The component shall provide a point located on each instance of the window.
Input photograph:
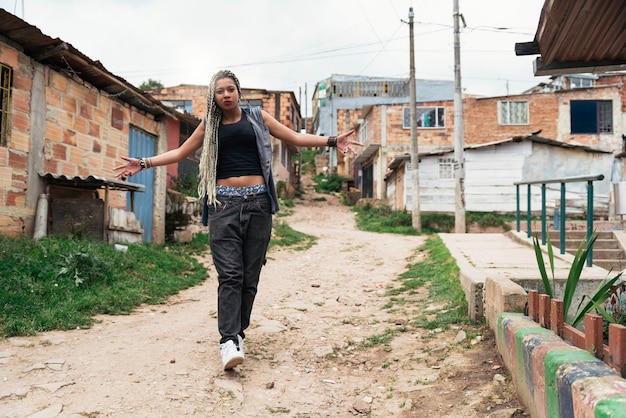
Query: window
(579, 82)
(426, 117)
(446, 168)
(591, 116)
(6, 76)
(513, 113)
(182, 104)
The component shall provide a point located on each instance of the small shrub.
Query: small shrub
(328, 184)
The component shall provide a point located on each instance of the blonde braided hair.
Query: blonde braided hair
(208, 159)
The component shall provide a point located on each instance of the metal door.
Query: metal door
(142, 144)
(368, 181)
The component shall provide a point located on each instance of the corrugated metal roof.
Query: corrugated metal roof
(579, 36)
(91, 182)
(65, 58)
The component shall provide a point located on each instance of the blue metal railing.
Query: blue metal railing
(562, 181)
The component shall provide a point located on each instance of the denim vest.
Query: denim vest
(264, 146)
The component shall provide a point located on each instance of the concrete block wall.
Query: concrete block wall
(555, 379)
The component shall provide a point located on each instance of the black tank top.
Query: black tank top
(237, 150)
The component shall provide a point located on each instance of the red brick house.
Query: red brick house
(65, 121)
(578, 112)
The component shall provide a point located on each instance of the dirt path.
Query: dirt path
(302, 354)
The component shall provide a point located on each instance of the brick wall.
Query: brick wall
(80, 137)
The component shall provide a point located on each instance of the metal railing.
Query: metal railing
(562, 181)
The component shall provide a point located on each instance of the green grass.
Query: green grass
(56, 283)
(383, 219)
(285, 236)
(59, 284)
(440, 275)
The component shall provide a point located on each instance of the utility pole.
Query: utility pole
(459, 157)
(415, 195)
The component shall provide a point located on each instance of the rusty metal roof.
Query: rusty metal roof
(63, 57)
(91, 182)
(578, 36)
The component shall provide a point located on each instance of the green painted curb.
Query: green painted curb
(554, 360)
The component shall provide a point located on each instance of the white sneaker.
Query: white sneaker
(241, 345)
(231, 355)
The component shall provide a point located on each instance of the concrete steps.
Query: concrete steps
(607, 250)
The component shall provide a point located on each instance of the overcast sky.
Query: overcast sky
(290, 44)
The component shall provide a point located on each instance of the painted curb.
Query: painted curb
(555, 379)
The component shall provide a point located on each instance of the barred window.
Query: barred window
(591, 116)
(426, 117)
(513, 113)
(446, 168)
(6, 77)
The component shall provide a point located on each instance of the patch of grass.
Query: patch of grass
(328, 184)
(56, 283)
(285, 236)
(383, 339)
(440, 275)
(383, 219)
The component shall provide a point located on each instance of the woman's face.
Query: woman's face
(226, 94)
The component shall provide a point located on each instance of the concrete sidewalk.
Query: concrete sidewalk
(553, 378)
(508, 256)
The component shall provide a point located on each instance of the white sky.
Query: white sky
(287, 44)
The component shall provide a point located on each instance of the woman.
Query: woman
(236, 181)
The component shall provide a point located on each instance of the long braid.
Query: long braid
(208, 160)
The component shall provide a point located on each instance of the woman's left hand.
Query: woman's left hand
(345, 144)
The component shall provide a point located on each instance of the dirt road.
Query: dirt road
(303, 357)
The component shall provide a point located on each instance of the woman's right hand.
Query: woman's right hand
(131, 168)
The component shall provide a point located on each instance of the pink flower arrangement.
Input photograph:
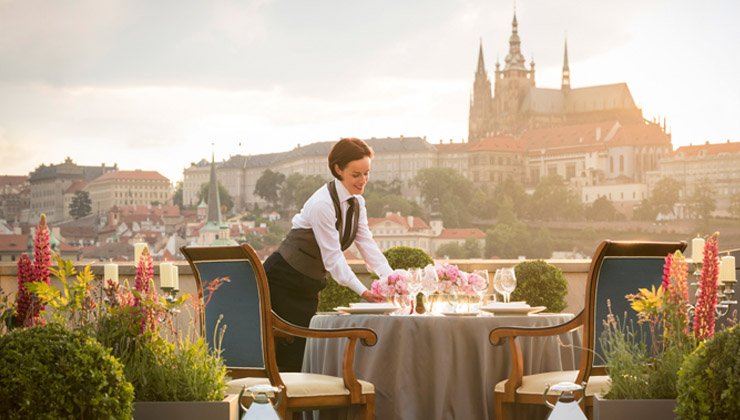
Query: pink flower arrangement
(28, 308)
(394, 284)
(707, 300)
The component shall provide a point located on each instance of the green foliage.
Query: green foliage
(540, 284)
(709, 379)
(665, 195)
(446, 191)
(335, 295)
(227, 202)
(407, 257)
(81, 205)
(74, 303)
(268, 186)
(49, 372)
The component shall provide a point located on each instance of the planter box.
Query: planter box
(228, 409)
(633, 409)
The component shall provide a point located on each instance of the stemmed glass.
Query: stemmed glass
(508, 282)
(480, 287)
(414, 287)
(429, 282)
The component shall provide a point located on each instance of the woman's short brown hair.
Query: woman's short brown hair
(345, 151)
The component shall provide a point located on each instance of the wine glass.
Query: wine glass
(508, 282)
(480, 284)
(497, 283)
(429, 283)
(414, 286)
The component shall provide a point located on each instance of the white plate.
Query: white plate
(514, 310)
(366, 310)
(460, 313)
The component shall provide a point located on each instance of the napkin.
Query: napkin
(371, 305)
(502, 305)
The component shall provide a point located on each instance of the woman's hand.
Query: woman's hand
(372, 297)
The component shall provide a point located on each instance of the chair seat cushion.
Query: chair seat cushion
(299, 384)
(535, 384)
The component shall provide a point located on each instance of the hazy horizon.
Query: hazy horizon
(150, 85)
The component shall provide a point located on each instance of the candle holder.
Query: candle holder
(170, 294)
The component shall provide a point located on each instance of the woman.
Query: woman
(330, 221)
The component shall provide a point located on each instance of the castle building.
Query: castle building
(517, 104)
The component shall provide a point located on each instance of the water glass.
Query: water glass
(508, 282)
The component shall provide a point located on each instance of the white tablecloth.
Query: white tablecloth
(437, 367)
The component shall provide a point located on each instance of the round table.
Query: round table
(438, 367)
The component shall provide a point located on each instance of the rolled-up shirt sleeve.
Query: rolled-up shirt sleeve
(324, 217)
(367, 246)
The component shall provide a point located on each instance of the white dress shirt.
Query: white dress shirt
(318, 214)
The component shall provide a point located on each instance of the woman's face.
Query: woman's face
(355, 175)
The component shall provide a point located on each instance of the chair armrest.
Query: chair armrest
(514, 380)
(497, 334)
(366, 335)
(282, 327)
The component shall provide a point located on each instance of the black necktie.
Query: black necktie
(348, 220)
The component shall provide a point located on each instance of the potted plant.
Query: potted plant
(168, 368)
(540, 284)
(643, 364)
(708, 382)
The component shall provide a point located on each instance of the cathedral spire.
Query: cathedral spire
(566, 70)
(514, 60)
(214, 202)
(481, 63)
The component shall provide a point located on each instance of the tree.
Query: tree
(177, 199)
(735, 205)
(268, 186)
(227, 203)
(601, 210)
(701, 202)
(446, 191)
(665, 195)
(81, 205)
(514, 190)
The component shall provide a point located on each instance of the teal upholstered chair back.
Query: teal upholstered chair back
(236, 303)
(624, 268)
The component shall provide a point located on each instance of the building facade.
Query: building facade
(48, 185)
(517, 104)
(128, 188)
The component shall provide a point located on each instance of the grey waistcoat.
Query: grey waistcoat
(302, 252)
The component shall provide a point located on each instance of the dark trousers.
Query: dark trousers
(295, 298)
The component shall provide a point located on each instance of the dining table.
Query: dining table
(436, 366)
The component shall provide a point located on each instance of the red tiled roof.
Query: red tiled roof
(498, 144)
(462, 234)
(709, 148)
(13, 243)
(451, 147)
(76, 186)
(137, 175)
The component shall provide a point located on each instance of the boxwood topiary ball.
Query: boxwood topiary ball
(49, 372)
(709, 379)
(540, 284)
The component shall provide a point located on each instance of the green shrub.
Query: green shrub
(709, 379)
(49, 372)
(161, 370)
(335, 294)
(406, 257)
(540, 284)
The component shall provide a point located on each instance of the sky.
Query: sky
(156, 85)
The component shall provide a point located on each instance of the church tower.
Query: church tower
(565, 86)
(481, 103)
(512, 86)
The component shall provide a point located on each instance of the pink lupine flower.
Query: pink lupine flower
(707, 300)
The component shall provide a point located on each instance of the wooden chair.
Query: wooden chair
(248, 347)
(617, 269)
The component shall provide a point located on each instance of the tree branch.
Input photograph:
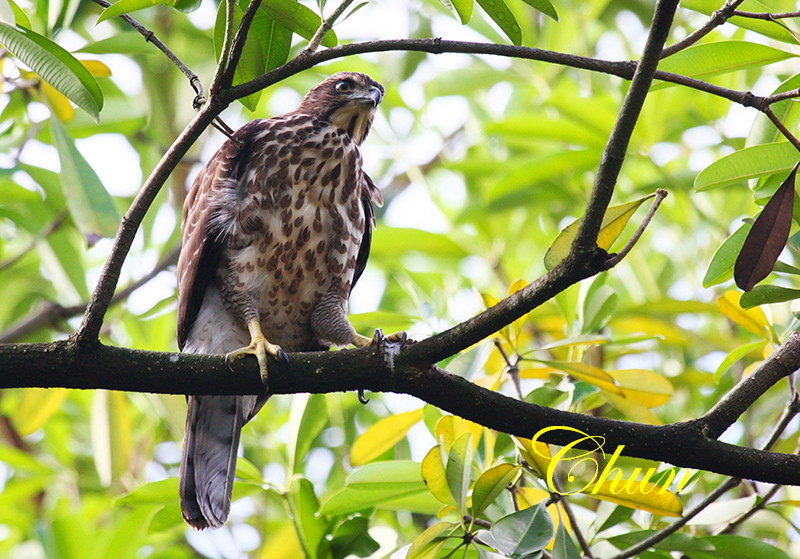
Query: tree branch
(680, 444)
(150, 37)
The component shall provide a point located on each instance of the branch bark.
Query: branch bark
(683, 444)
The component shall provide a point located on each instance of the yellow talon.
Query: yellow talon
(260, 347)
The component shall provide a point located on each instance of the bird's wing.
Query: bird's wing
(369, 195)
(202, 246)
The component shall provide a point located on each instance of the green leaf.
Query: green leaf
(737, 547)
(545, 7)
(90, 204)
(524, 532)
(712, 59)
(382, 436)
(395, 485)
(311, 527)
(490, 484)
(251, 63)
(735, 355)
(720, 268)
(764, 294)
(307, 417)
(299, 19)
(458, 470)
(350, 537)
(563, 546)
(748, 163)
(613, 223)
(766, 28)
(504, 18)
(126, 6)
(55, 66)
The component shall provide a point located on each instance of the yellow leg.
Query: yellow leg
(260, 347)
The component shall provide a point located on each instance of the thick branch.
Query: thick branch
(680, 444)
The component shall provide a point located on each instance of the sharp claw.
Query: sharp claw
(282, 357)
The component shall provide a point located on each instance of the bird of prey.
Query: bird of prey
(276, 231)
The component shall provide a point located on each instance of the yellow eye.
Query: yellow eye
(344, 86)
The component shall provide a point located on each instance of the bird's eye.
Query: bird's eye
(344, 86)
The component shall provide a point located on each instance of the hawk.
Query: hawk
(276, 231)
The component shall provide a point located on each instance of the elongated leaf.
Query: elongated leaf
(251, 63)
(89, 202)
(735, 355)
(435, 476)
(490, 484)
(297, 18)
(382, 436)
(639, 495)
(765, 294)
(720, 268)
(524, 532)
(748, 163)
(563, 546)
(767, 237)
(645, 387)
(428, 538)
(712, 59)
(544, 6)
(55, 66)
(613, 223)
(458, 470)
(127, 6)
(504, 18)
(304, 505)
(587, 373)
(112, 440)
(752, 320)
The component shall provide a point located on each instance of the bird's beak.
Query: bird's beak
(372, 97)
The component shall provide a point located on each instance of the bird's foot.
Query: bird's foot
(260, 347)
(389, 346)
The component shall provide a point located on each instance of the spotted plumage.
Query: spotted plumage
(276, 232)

....

Every line from the one holding "Query: bird's foot" through the final line of the listing must be echoed exactly; leave out all other lines.

Query: bird's foot
(260, 347)
(389, 346)
The component shall provide a point located on each instance of the spotted plumage.
Query: spotted plumage
(276, 232)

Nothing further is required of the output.